O APRENDIZ DE PADEIRO

Já mencionei rapidamente minha curta passagem pela padaria. Vou contar alguns pormenores. Comecei quando o ano de 1955 transcorria mais ou menos pela metade. Entrada do inverno, frio de “renguiar cusco”. Eu vestindo a conhecida bombachinha tobiana e uma camisa de pelúcia encimada por um já apertado casaco também de riscado. Assim me apresentava para trabalhar todas as madrugadas. Às vezes eu ia com a calça curta. Pra mamãe poder lavar e passar a “bombacha de correr pintos”. Trabalhava até ao meio-dia, ou mais por vezes. Corria pra casa, almoçava e ia pra escola. Deveres de casa, eu tirava de letra. Quando sentia necessidade, estudava e realizava os deveres de casa à luz de candeeiro. Velas eram mais caras e nos traziam dolorosas recordações. Lá pelas tantas eu pulava no lombo do cavalo, desatrelado da carroça e ia fazer cobranças. Meu irmão me emprestava o chapéu. E lá me ia eu à moda de cowboy! Com calças curtas, ou bombachitas tobianas e o chapéu com aba quebrada de um lado. Cópia autêntica dos ''mocinhos'' Roy Rogers, Gene Autry, William Boyd (Hopalong Cassidy) e outros que eu vira em capa de revistas que explorara comercialmente nos trabalhos manuais já referidos. Assim caracterizado, eu riscava as ruas arenosas do Cacequi, me achando o protótipo dos caubois mirins. O velho e já sebento chapéu, com um rústico buraco na copa, fazia a comparação ainda mais autêntica, pretendia eu. Certa vez me desequilibrei, perdi o entono e o xergão (pelego de ovelha com a lã curta), voltei, desmontei, recuperei a tal xerga e recoloquei no “pilungo”. Foi "luita" pra voltar pro lombo do velho matungo. Às vezes o Urco recordava-me a velha Sarica. De tão manso que era. No aprendizado do ofício sofri muito com o tal pão ''cabritinho''. Não tinha queda pra ''mexer com as massas''. Creio que foi o que concluiu o irmão mestre-padeiro quando, prontamente, liberou-me para ir trabalhar na farmácia. As massas perderam um péssimo “sovador”, mas a farmácia ganharia um exímio aprendiz-de-boticário que mais adiante seria verdadeiramente Farmacêutico.

++++++

[Instruções]:
a) Responda às perguntas a seguir com base no texto sobre o aprendiz de padeiro.
(i) Em que ano quem narra começou a trabalhar na padaria?
(ii) O que o irmão emprestava a quem narra para sair fazendo cobranças?
(iii) Para onde o irmão mestre-padeiro liberou quem narra para ir trabalhar?
b) Liste todos os "mocinhos" que o texto sobre o aprendiz de padeiro menciona como modelos de quem narra.

[Seção de dados]:
++++++

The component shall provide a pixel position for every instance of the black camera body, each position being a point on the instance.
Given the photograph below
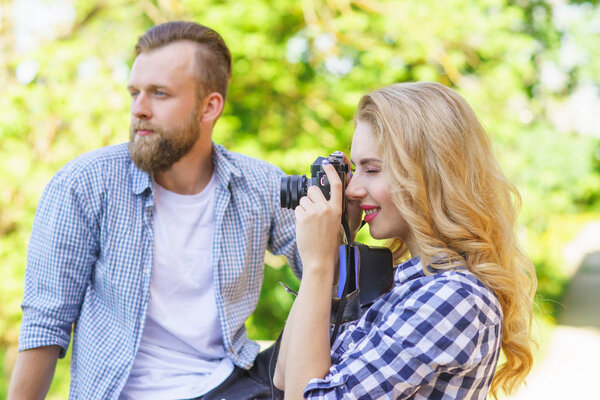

++++++

[Respostas]:
a)
(i) Em 1955.
(ii) O chapéu.
(iii) Para a farmácia.

b) Roy Rogers; Gene Autry; William Boyd (Hopalong Cassidy).